• PASSAGE SÉLECTIONNÉ
####################
Sur la demande de suspension provisoire du mandat de cogérante de Mme [N] [Z] épouse [P]':
M. [G] [Z] sollicite la suspension provisoire du mandat de cogérante détenue par Mme [N] [Z] épouse [P], au visa des articles 873 du code de procédure civile et L.223-25 du code de commerce, en invoquant les actes commis par cette dernière, lesquels constitueraient une contrariété manifeste et systématique à l'intérêt social de [12] (société [17] [Z]), et il dénonce la ruine de la société engendrée par ces agissements.
Sur ce, aux termes de l'article 873 du code de procédure civile, le président peut, dans les limites de la compétence du tribunal, et même en présence d'une contestation sérieuse, prescrire en référé les mesures conservatoires ou de remise en état qui s'imposent, soit pour prévenir un dommage imminent, soit pour faire cesser un trouble manifestement illicite.
Par ailleurs, en application de l'article L.223-25 du code de commerce, un gérant de société à responsabilité limitée est révocable par les tribunaux pour cause légitime, à la demande de tout associé.
La cause légitime au sens de cet article s'apprécie essentiellement en considération de l'intérêt de l'entreprise, qui ne coïncide pas nécessairement avec celui des seuls associés.
A cet égard, si une révocation temporaire pourrait être admise, en dépit des termes de l'article L.223-25 susvisé, encore est-il nécessaire pour celui qui l'invoque, d'établir la cause légitime, elle-même nécessairement provisoire, qui autoriserait une telle mesure et ce, alors même que la gravité des faits justifiant une révocation est par nature incompatible avec le caractère provisoire de la mesure demandée.
####################
• DONNÉES FOURNIES
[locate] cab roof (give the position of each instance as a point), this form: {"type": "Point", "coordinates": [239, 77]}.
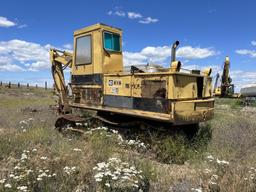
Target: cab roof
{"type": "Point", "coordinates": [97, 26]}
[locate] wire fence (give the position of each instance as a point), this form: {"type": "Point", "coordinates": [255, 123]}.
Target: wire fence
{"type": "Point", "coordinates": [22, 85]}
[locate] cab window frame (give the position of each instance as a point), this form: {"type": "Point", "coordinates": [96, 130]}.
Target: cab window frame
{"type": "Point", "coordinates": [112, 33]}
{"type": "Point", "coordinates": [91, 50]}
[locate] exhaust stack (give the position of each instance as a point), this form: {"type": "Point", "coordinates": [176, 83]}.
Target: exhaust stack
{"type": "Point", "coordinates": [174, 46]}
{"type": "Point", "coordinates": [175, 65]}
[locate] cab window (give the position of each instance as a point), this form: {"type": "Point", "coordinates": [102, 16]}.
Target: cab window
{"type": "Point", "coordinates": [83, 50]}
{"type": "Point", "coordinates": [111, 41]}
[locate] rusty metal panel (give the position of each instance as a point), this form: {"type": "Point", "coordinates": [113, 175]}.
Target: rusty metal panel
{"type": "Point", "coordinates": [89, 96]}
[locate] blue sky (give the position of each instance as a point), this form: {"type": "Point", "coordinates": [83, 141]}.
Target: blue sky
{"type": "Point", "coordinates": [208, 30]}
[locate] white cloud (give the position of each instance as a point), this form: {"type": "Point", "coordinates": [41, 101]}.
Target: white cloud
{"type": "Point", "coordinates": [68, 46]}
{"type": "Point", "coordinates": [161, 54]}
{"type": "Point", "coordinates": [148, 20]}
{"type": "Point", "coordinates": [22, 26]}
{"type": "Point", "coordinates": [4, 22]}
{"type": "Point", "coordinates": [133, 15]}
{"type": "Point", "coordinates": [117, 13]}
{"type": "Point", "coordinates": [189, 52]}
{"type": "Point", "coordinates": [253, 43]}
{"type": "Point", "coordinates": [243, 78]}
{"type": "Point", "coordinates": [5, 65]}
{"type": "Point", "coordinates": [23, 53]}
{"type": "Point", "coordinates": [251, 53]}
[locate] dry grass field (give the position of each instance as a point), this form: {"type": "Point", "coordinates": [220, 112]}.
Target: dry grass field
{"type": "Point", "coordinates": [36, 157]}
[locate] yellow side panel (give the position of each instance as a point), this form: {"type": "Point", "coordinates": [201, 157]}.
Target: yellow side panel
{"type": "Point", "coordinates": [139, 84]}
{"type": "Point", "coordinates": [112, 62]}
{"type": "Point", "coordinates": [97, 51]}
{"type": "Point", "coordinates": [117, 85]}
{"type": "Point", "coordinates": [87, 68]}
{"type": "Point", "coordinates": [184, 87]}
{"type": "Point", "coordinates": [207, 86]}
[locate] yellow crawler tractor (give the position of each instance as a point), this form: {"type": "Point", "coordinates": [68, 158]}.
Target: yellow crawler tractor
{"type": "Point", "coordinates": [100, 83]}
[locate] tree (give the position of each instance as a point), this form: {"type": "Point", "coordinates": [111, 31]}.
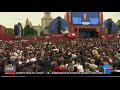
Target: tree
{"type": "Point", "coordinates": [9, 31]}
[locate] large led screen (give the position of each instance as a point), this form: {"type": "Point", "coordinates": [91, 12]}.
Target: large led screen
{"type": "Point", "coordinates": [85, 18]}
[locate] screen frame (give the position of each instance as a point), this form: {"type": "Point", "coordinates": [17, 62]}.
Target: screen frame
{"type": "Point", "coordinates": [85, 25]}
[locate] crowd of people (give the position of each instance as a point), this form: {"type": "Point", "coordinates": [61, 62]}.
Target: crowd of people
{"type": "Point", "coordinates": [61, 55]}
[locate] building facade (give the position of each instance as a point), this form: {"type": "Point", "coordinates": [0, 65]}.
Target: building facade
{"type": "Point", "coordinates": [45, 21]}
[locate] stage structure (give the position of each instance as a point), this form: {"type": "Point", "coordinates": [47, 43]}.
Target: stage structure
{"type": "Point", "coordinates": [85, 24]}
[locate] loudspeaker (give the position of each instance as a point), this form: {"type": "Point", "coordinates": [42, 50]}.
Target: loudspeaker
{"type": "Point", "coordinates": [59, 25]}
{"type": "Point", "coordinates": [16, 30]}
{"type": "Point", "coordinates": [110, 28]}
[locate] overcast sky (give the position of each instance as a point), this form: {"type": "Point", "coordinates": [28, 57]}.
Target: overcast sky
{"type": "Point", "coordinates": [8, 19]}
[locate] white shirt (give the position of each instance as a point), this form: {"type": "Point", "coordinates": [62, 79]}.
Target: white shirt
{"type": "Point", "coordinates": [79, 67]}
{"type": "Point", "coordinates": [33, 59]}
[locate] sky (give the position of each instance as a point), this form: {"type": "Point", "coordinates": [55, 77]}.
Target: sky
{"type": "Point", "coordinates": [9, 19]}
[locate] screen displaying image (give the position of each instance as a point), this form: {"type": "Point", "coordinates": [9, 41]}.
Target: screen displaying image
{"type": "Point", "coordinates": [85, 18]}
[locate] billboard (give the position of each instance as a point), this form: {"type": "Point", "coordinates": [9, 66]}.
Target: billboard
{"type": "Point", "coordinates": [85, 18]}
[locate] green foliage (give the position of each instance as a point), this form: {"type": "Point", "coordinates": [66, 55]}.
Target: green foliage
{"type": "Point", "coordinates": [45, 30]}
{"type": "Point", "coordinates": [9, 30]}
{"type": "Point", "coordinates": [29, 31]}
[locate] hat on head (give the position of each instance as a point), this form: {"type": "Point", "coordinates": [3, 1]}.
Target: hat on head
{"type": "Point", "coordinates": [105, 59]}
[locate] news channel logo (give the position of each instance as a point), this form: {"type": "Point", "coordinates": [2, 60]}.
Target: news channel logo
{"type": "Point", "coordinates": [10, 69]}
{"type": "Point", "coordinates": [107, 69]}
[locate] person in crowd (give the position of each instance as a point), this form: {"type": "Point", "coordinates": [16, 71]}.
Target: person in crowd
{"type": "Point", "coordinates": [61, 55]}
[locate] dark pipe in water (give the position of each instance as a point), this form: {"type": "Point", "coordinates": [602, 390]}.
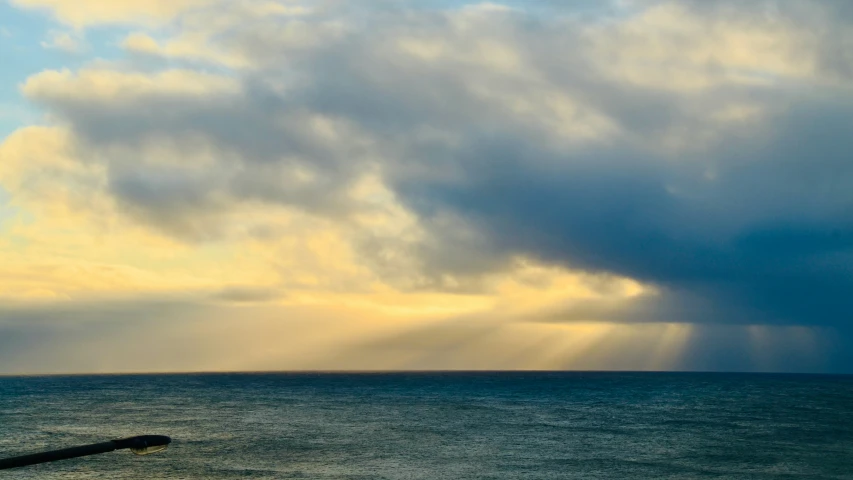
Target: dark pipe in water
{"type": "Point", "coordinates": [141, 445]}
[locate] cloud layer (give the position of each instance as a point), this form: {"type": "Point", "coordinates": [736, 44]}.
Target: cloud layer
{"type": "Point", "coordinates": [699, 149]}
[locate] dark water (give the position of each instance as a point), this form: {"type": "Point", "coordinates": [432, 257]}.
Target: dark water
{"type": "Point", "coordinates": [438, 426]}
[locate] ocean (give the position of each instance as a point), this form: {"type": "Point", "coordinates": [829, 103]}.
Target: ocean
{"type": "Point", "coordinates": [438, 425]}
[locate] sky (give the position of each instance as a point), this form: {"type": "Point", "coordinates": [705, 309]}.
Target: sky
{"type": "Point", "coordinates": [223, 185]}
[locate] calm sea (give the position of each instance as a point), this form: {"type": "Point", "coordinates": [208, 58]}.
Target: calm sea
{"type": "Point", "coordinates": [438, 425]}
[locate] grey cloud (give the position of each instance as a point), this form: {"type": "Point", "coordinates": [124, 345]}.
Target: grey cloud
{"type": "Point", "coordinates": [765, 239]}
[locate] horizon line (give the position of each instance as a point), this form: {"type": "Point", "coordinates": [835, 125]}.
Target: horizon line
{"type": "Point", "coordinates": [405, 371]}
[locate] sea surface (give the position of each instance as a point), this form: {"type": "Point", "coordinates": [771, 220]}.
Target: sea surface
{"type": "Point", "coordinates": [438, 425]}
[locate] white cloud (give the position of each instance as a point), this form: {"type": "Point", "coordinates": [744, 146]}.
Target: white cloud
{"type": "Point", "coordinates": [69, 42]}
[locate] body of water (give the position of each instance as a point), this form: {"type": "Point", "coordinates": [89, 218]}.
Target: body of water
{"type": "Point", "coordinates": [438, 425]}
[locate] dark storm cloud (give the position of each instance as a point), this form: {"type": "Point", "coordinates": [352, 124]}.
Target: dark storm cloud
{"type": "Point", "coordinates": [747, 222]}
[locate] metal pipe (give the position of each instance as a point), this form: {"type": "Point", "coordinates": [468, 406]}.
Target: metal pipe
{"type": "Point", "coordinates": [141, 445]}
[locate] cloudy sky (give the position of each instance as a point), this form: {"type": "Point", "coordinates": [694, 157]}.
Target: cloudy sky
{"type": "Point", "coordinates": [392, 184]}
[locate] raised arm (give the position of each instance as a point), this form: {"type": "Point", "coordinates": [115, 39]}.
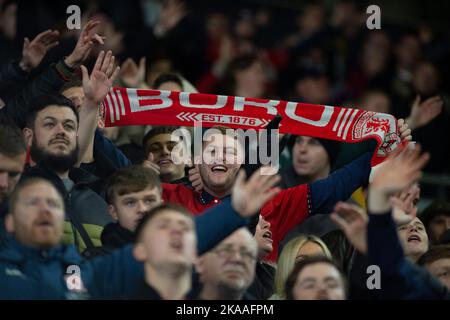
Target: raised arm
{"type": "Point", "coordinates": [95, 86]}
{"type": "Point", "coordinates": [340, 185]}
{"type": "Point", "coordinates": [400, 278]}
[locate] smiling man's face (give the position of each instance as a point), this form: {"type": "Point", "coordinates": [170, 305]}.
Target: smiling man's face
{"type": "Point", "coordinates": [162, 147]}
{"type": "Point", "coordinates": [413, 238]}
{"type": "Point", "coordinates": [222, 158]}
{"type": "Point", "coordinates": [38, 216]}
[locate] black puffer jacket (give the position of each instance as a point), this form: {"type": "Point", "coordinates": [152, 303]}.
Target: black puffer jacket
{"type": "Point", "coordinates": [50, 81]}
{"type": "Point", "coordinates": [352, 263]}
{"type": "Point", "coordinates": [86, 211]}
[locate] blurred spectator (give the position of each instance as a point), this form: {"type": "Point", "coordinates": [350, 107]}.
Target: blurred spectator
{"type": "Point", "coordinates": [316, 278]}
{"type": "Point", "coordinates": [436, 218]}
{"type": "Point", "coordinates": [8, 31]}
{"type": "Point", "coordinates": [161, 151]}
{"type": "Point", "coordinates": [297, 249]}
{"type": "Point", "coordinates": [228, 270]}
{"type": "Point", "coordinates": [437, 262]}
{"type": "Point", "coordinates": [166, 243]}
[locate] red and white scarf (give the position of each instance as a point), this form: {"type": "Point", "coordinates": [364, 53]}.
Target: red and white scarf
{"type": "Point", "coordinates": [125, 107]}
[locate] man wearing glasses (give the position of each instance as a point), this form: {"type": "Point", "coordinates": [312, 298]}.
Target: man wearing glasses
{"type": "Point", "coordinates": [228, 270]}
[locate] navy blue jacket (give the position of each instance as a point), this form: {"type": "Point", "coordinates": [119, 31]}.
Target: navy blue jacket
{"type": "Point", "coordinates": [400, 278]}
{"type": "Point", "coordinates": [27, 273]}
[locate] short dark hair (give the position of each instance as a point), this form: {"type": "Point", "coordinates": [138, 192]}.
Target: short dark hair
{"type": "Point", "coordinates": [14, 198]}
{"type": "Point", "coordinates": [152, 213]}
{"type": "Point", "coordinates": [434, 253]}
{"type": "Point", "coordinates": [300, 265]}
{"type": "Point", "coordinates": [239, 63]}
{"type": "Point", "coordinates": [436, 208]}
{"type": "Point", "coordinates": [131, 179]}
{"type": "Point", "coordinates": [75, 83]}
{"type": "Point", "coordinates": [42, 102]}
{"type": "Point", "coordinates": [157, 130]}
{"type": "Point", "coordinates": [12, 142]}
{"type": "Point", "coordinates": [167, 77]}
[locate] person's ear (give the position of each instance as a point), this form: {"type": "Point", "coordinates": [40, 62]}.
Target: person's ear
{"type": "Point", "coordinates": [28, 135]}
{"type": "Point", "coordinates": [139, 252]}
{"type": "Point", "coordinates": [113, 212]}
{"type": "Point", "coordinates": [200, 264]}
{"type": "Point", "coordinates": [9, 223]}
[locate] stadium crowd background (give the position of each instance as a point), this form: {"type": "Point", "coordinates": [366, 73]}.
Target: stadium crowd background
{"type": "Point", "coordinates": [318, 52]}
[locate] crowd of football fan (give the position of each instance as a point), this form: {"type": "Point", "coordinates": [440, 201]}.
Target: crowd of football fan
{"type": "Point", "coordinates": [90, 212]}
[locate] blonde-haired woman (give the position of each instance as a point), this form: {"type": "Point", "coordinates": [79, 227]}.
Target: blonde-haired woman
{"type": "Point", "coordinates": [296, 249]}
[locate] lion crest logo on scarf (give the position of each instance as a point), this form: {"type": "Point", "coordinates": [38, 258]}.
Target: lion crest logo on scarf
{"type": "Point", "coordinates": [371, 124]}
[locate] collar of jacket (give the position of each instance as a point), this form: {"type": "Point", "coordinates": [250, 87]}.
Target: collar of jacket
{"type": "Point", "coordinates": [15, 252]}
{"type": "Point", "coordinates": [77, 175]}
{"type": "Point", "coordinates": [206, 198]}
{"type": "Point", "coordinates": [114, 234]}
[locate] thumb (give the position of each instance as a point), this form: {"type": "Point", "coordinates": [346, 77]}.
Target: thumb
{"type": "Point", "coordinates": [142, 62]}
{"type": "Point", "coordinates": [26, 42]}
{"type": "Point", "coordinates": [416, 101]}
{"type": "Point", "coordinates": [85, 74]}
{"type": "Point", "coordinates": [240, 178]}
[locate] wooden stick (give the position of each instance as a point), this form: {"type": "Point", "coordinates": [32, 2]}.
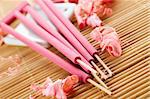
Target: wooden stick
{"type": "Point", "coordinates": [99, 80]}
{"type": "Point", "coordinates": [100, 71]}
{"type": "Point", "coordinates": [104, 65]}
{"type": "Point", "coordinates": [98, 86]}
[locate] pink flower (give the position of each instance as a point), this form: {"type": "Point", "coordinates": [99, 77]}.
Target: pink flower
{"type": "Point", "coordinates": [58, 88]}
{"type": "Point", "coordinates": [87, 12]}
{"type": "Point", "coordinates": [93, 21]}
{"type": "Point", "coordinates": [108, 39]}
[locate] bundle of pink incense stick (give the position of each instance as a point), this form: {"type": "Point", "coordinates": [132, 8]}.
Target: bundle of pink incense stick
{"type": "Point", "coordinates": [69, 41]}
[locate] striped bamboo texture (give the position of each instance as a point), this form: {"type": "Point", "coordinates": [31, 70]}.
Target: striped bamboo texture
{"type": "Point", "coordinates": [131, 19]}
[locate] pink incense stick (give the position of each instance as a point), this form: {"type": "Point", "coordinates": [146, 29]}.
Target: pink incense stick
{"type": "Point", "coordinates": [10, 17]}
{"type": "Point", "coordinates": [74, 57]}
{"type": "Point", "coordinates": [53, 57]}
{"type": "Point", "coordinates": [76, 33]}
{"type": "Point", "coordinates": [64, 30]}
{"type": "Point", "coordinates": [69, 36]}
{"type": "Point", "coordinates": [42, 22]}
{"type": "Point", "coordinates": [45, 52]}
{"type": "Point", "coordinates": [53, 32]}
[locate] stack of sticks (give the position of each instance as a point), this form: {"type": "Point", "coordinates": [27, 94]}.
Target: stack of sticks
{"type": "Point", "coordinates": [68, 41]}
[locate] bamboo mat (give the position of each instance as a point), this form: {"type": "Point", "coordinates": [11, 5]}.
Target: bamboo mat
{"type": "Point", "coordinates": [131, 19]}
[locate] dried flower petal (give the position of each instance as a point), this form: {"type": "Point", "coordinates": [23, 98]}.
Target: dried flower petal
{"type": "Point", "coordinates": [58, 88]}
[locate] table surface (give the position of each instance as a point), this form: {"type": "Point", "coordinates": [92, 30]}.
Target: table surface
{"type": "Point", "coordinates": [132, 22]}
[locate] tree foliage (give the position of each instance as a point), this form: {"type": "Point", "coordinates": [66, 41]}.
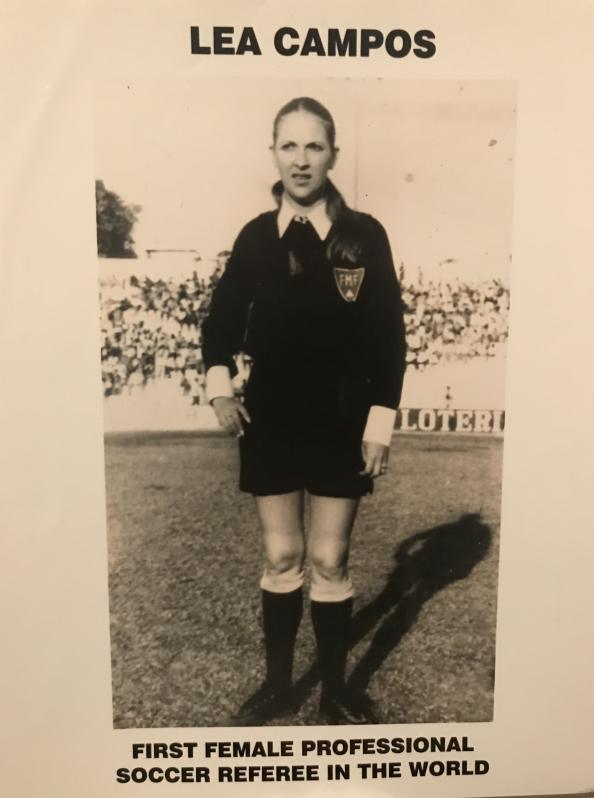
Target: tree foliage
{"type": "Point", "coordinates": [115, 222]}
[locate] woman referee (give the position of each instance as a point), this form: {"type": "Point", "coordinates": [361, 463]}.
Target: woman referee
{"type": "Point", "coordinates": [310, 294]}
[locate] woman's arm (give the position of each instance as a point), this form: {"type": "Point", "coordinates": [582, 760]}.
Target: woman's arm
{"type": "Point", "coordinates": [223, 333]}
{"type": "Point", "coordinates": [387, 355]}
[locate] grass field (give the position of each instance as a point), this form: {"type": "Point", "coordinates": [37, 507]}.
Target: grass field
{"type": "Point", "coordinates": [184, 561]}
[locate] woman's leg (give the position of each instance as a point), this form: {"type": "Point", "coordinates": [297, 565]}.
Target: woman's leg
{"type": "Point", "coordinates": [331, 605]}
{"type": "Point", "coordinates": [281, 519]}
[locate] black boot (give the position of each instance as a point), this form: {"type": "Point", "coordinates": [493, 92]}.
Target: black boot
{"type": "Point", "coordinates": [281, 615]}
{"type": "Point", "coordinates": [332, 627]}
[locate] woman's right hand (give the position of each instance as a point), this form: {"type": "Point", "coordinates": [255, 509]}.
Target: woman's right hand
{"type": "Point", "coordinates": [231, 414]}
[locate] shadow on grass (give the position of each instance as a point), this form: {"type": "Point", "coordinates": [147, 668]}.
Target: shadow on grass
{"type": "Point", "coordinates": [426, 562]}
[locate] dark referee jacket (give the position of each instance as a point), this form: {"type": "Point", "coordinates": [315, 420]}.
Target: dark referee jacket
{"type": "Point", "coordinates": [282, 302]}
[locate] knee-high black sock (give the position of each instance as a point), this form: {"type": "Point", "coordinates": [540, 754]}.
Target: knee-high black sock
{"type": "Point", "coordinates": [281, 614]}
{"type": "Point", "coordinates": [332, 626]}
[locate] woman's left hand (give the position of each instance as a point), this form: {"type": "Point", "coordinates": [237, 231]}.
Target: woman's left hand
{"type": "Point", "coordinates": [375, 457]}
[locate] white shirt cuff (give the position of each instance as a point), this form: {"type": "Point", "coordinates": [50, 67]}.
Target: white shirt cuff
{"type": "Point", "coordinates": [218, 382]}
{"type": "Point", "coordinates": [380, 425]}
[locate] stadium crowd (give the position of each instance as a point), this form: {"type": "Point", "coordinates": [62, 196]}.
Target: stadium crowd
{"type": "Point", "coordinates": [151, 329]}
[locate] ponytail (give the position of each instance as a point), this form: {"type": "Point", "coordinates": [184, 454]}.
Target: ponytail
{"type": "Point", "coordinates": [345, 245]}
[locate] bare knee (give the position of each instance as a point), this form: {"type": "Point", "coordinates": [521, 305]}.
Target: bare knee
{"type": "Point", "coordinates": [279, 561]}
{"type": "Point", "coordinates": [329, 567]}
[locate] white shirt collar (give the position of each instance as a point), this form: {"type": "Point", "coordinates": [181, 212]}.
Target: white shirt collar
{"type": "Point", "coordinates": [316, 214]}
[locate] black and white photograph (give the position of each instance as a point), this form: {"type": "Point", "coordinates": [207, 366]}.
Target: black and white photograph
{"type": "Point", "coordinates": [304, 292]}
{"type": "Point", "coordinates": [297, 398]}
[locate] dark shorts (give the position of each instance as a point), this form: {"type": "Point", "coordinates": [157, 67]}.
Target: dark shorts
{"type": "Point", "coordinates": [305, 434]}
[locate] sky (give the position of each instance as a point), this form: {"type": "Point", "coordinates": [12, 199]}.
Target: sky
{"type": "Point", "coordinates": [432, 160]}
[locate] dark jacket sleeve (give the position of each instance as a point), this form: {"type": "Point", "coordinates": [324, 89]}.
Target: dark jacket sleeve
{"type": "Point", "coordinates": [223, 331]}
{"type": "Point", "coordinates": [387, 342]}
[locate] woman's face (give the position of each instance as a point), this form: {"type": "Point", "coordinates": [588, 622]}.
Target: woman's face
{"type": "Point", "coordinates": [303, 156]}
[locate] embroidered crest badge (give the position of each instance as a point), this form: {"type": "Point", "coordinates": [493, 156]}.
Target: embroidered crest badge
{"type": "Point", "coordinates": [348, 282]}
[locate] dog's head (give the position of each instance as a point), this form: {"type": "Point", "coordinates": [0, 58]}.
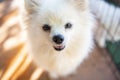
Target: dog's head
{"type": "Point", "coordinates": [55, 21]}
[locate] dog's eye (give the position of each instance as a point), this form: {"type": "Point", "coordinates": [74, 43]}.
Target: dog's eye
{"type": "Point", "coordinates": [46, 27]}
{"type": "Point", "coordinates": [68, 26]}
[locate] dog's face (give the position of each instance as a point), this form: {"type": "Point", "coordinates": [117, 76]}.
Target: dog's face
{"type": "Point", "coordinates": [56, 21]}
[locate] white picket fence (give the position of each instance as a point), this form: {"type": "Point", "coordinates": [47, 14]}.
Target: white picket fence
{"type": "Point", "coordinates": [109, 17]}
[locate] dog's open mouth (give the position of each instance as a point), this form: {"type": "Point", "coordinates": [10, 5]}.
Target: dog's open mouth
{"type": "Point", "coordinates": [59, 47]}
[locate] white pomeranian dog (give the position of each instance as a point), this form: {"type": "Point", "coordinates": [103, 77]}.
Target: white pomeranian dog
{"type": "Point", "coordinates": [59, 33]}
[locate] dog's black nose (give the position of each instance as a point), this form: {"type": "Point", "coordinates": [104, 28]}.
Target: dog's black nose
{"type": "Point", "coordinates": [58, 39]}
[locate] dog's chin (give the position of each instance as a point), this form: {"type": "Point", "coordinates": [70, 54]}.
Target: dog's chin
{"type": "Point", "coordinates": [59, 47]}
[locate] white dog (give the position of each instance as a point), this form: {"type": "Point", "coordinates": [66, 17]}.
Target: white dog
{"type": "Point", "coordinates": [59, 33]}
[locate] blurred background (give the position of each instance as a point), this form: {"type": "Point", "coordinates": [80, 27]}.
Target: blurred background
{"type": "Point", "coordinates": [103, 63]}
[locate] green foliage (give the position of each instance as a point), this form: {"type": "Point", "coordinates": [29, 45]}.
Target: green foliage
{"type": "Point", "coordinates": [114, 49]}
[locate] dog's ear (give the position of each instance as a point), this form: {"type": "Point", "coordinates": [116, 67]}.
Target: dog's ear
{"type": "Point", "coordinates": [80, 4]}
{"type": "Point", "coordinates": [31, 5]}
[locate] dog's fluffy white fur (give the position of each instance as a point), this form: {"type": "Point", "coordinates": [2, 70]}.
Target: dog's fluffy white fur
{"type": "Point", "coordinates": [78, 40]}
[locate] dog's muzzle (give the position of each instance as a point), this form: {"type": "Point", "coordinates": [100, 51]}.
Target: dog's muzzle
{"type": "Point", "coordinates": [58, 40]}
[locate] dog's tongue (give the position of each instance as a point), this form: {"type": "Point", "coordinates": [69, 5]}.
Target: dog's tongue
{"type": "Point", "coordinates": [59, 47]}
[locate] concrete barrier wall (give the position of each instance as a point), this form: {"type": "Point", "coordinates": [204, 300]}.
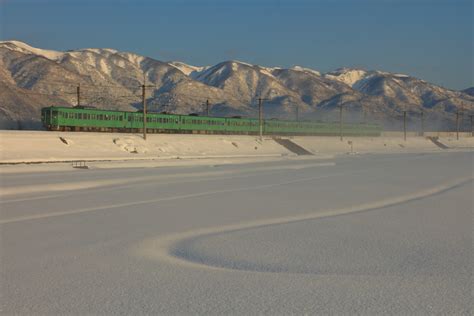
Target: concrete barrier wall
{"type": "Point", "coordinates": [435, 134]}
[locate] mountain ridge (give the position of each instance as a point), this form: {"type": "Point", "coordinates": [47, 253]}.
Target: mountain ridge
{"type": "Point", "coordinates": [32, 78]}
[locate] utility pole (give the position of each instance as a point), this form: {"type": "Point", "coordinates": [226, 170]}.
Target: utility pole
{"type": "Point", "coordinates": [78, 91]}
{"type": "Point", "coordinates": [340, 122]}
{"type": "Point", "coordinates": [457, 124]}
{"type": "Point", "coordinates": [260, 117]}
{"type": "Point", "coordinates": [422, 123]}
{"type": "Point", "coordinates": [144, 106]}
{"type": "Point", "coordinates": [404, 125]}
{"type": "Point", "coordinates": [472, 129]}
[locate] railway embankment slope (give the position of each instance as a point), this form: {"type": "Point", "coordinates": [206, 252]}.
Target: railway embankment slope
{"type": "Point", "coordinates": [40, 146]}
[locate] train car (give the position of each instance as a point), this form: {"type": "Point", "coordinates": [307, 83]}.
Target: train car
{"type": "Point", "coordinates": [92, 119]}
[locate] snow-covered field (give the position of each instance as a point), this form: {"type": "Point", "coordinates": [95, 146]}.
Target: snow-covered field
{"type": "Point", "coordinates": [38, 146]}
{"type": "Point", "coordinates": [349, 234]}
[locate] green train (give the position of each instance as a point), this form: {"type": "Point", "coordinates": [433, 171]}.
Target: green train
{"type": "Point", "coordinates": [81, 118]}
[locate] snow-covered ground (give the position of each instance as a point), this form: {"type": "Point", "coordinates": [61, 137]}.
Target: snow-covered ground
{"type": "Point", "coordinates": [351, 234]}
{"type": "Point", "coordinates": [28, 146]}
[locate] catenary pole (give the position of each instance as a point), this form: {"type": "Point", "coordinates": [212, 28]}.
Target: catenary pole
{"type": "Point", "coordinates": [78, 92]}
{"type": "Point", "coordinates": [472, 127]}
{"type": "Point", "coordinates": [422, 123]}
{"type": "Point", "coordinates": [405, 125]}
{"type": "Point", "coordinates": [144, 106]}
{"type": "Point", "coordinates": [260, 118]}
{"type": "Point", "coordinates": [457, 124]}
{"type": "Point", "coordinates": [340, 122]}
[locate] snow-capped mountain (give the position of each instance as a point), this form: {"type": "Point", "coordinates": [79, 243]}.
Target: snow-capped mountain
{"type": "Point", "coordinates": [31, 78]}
####################
• CONSIGNES DE TRAVAIL
1. Recopiez à l'identique une portion de l'extrait sur la suspension du mandat de cogérante : commencez aux mots "Par ailleurs, en", puis arrêtez-vous après "des seuls associés.".
2. Poursuivez la rédaction de l'extrait sur la suspension du mandat de cogérante à la suite de sa dernière phrase.

• RÉSULTATS OBTENUS
1.
Par ailleurs, en application de l'article L.223-25 du code de commerce, un gérant de société à responsabilité limitée est révocable par les tribunaux pour cause légitime, à la demande de tout associé.
La cause légitime au sens de cet article s'apprécie essentiellement en considération de l'intérêt de l'entreprise, qui ne coïncide pas nécessairement avec celui des seuls associés.

2.
En l'espèce, M. [G] [Z] fait grief notamment à Mme [N] [Z] épouse [P] de se rembourser unilatéralement son compte-courant et rembourser les prêts dans lesquels elle était caution, de détourner la clientèle de la société [12] en jouant sur la confusion avec la boutique de l'Earl [Adresse 7], d'enlever le mobilier de la boutique de [12], de créer une situation de concurrence entre les deux entreprises conduisant à une situation de conflit d'intérêts objective, et de détourner l'ensemble des effectifs mis à disposition de [12], trahissant ainsi son mandat social de cogérante.
Il dénonce par ailleurs l'arrêt temporaire d'activité généré par cette situation.
Les comportements dénoncés par M. [G] [Z], et notamment l'enlèvement de meubles et le détournement de personnel destinés à faire fonctionner la boutique et exploiter le domaine viticole, sont de nature à porter atteinte à l'intérêt de la société en ce qu'ils conduisent à la déposséder de certains de ses actifs et à opérer une concurrence directe à son détriment et au profit d'une société tierce dont Mme [N] [Z] épouse [P] est associée majoritaire et gérante.
Ces comportements sont par ailleurs corrélés avec la dégradation de la situation financière de la société, laquelle ne peut, en l'état, être mise en lien direct avec le comportement de Mme [N] [Z] épouse [P], mais constitue un signal préoccupant des effets de la mésentente grave existant entre les associés rendant impossible le fonctionnement normal de la société et menaçant celle-ci d'un péril financier imminent.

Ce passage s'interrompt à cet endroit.